» **Consigne**:
Quels adverbes en « -ment » figurent dans le texte sur la douleur ressentie dans l'enfance ? Donnez-les tous, dans l'ordre où ils apparaissent.

» **Document source**:
Sans règles strictes nous deviendrions des êtres totalement irresponsables. Cette conception n’est malheureusement que le reflet de la douleur ressentie dans votre propre enfance. Vous ne faites rien de plus que réunir les conditions pour engendrer un nouvel enfant repoussé. Pour être honnête, je trouve tout cela vraiment malsain. Il vous faut tout d’abord prendre conscience du mal-être que devait être le vôtre alors que vous étiez aussi jeune et fragile que je le suis aujourd’hui. Et croyez-moi, si vous commencez à chercher, vous trouverez ! Et c’est là que çà coince. Vous redoutez tant ce que vous pourriez découvrir que vous préférez persister dans l’ignorance et reproduire et même cautionner ce qui vous a été imposé par le passé. Beaucoup d’entre vous ne comprendront pas mes dires et les rejetterons catégoriquement. Et c’est bien triste ....

» **Données fournies**:
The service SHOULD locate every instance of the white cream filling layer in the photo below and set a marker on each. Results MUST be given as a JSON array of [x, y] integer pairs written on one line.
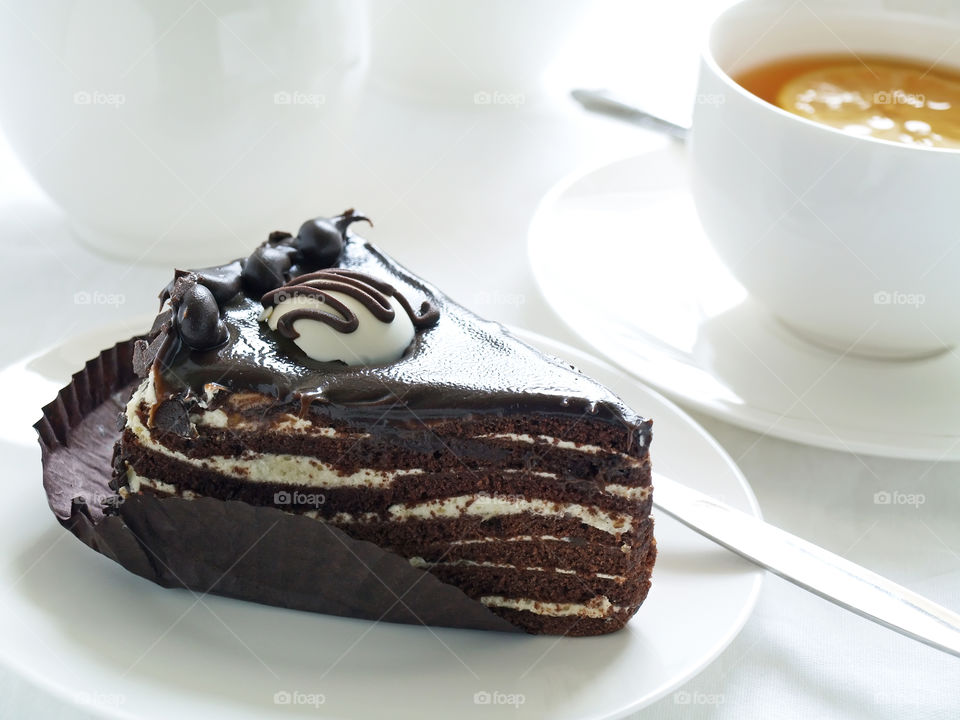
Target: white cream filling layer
[[628, 492], [598, 607], [137, 482], [490, 506], [419, 562], [266, 467]]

» **Résultat de l'exercice**:
totalement, malheureusement, vraiment, catégoriquement